+++ Information supplied +++

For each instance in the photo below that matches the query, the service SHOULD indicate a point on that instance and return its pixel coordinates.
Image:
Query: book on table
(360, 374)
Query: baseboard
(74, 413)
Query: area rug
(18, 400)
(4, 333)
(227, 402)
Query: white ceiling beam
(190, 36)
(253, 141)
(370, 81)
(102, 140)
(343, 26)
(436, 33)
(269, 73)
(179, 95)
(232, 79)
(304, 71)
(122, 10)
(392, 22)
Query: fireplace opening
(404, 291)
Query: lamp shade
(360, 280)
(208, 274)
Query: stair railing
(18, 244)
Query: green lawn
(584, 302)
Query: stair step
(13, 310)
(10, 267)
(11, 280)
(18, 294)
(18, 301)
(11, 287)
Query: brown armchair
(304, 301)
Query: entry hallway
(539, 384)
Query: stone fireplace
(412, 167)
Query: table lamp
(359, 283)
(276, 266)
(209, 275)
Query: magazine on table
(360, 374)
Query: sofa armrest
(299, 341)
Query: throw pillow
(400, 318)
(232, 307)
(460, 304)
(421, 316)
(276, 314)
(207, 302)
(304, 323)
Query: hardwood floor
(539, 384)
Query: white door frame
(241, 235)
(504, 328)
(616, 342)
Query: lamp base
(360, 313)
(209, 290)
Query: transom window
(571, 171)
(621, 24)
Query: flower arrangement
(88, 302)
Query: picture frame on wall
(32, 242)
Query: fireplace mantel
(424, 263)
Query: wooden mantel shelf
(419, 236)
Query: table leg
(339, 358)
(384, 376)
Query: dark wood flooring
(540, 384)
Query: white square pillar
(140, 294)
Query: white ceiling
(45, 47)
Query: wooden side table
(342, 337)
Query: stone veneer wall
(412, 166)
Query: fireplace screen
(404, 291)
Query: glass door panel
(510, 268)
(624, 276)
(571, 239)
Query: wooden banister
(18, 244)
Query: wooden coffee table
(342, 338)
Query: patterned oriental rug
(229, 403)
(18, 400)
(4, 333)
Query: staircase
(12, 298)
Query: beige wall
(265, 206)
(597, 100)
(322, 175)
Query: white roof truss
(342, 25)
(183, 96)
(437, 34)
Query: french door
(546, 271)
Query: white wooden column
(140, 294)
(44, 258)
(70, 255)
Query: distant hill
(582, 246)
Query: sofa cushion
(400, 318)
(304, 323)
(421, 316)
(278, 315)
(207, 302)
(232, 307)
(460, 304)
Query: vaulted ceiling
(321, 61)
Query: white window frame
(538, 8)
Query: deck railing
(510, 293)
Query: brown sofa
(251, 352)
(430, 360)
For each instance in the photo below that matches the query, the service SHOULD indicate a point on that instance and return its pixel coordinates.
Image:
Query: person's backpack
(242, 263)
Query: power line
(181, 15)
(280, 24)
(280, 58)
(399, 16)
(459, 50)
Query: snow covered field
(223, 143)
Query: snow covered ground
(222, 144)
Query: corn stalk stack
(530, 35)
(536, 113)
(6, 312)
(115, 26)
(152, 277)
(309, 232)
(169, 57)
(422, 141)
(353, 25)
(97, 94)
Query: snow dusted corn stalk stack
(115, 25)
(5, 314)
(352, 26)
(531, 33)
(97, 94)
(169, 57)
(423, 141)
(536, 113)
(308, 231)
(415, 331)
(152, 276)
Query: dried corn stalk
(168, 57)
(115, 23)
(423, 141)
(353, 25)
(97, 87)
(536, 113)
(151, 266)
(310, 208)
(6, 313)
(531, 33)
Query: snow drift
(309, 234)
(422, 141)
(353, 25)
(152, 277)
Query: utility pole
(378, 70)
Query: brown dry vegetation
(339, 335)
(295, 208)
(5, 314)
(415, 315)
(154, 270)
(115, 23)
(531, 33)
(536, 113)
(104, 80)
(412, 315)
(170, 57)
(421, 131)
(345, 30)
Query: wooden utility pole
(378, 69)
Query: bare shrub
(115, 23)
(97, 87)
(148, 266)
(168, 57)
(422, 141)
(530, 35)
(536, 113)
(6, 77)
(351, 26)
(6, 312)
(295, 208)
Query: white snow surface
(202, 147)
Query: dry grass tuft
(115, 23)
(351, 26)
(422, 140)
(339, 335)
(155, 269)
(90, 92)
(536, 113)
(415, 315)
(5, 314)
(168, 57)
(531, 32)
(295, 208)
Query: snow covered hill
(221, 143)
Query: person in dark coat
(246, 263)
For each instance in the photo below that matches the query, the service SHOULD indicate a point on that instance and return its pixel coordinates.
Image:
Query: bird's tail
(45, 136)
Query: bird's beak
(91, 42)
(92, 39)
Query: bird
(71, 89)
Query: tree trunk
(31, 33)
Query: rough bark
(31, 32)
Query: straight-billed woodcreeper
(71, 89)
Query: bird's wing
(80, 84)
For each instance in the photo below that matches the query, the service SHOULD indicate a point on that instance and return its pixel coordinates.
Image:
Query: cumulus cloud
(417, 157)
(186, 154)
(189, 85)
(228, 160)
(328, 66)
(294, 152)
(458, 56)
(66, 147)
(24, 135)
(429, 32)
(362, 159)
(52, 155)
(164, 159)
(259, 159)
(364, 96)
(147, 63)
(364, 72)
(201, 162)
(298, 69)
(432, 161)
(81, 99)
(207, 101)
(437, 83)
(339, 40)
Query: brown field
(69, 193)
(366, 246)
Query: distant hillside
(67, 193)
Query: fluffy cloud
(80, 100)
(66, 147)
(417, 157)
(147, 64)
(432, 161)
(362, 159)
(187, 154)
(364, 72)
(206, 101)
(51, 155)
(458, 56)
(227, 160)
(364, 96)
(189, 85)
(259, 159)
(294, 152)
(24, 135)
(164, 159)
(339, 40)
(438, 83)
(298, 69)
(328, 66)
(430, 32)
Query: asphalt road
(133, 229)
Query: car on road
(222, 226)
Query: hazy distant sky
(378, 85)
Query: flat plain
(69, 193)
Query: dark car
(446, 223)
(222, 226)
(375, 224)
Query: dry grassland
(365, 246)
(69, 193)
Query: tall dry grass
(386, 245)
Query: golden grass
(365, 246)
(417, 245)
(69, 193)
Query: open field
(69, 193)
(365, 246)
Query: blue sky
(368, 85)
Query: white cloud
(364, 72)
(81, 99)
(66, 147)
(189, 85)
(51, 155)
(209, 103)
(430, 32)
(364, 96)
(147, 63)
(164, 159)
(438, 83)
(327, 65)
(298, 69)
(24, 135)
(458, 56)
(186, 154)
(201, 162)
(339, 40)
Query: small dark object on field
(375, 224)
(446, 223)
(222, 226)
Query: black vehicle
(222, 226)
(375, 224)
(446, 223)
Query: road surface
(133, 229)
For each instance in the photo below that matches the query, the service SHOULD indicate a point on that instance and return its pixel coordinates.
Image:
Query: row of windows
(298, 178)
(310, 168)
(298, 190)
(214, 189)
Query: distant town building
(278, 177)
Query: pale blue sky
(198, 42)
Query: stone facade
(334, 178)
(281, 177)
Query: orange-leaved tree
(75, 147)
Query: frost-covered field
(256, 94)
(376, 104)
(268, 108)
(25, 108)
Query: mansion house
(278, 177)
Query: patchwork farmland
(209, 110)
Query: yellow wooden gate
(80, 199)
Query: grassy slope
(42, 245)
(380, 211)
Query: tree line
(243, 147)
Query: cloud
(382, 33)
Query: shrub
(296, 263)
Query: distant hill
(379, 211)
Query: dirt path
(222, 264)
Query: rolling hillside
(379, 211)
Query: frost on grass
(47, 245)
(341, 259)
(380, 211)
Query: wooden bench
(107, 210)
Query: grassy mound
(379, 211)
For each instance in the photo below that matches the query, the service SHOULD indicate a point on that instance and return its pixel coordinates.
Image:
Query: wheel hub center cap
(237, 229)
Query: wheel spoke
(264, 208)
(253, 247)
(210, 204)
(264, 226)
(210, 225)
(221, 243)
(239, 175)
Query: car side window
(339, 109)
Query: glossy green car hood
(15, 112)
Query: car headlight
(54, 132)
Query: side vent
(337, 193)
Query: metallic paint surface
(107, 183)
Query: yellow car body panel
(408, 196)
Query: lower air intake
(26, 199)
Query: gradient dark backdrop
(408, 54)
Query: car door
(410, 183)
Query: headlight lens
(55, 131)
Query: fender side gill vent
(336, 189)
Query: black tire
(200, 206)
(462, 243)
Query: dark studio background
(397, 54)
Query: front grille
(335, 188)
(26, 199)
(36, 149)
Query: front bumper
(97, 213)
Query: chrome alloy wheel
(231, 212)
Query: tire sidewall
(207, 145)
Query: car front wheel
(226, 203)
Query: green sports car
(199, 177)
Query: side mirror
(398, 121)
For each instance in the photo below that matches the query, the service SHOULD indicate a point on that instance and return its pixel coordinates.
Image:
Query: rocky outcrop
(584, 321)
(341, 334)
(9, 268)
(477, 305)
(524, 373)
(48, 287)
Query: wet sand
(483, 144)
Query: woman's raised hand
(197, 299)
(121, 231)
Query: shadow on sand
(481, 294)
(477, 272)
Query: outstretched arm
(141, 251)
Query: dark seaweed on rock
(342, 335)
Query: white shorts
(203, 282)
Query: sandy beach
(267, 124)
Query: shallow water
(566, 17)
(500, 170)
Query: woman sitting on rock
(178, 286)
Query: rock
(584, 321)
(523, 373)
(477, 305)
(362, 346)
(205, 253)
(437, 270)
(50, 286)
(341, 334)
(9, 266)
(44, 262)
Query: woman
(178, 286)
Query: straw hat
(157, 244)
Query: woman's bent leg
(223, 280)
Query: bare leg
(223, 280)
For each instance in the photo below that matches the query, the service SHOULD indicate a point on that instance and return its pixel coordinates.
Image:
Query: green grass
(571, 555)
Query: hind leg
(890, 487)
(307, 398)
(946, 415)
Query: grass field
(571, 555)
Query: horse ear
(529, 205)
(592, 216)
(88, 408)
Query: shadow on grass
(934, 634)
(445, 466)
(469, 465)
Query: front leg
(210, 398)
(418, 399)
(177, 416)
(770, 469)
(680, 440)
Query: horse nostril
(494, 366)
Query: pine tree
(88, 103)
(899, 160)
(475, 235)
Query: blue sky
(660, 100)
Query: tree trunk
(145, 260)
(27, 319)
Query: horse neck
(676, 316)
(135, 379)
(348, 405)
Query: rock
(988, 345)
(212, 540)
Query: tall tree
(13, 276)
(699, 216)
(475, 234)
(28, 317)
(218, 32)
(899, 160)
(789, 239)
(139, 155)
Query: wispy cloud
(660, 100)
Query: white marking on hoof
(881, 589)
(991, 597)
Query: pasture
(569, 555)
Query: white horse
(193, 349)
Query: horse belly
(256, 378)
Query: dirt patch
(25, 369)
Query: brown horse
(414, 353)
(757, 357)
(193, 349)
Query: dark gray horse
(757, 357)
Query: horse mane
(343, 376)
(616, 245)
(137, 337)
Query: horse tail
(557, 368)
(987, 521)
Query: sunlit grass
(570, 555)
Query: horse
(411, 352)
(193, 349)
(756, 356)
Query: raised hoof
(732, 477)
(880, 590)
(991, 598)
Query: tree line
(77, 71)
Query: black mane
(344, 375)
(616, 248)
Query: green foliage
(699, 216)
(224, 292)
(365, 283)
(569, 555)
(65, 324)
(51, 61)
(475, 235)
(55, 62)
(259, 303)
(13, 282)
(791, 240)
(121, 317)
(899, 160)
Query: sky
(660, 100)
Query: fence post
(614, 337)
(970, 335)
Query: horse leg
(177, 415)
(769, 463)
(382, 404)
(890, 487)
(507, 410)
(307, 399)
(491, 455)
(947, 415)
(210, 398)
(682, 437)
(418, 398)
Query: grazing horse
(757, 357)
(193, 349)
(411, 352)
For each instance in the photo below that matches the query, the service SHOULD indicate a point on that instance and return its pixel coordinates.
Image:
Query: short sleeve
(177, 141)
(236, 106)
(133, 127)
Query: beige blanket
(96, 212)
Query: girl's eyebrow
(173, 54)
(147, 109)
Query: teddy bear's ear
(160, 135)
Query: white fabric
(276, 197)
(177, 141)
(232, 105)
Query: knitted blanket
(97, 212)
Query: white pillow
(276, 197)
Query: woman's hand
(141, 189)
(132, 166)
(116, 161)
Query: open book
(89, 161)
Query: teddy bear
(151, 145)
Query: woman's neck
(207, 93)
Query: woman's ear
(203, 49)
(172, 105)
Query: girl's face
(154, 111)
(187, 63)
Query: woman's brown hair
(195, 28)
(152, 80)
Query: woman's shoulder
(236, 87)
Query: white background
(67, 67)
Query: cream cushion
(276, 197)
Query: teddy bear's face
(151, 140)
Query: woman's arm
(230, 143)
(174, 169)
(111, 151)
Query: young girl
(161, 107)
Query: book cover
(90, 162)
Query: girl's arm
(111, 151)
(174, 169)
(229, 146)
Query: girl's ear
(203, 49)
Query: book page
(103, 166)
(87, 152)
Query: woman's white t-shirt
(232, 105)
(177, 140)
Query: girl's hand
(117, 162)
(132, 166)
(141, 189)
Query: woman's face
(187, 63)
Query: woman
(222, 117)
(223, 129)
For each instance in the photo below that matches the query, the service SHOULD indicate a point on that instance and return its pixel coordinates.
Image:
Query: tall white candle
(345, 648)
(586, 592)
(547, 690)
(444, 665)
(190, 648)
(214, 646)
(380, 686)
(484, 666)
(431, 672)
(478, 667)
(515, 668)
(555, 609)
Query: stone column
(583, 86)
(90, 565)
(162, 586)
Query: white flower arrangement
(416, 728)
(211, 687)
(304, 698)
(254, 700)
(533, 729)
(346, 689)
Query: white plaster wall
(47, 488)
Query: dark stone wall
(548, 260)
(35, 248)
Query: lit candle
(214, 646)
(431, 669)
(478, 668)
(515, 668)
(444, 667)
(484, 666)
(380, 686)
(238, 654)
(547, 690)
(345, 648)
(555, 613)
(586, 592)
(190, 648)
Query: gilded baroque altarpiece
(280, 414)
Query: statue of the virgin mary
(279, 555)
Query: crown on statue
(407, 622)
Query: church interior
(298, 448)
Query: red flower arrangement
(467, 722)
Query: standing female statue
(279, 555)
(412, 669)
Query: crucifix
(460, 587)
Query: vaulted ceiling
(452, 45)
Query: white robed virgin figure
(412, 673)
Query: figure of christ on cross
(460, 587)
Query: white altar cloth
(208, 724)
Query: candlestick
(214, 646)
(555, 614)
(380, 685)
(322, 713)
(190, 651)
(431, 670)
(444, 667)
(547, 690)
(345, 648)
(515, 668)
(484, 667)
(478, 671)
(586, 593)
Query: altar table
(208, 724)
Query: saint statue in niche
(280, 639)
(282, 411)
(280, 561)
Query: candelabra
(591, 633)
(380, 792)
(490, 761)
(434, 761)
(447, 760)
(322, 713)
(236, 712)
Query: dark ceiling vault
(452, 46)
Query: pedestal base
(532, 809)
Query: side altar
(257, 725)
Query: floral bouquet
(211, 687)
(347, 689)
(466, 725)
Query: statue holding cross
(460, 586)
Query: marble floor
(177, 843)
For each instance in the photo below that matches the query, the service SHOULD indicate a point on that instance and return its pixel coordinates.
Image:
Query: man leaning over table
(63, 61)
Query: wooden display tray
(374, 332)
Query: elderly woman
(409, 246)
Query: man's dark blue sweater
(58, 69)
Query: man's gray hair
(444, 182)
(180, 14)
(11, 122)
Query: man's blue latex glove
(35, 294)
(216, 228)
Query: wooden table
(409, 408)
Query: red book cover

+++

(Assigned task): Every line from the one containing "Query: man's gray hair" through the end of the data must be repeated exactly, and no other line.

(Solution to this exercise):
Query: man's gray hair
(444, 182)
(180, 14)
(11, 122)
Query: man's blue latex glove
(35, 294)
(216, 228)
Query: wooden table
(409, 408)
Query: red book cover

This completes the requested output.